====== Data ======
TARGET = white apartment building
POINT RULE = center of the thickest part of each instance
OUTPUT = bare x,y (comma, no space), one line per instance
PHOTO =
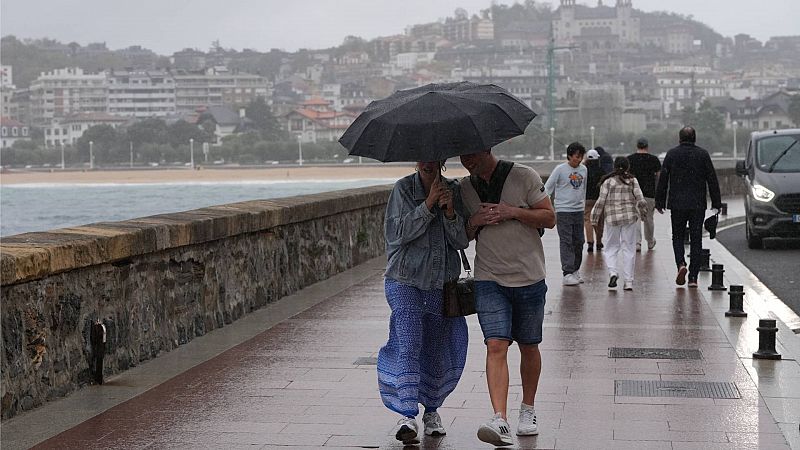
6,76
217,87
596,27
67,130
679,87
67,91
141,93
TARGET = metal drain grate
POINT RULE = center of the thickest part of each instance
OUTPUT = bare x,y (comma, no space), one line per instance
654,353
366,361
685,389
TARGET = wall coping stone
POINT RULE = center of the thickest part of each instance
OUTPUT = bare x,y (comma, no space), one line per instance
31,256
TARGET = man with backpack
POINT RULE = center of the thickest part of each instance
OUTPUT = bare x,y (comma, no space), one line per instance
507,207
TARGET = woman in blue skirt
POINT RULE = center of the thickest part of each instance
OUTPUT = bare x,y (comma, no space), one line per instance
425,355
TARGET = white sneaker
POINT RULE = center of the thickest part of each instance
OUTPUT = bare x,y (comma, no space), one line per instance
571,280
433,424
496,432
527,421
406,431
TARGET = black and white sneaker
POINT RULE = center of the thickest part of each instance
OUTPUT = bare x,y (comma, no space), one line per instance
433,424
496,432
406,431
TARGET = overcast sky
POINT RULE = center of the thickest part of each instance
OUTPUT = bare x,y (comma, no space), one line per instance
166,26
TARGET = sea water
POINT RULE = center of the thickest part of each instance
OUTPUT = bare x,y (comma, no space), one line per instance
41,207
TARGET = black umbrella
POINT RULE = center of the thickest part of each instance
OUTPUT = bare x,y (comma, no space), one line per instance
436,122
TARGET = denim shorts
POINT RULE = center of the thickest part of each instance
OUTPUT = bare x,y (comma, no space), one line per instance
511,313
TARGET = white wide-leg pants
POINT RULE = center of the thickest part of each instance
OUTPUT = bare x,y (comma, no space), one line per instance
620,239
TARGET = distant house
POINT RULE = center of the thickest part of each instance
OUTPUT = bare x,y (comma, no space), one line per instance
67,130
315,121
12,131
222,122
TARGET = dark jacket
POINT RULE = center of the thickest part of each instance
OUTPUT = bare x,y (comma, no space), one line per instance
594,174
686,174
======
# Assigned task:
Your job is to return all lines above that hold the word "black".

# Task answer:
TARGET = black and white sneaker
TARGET = black umbrella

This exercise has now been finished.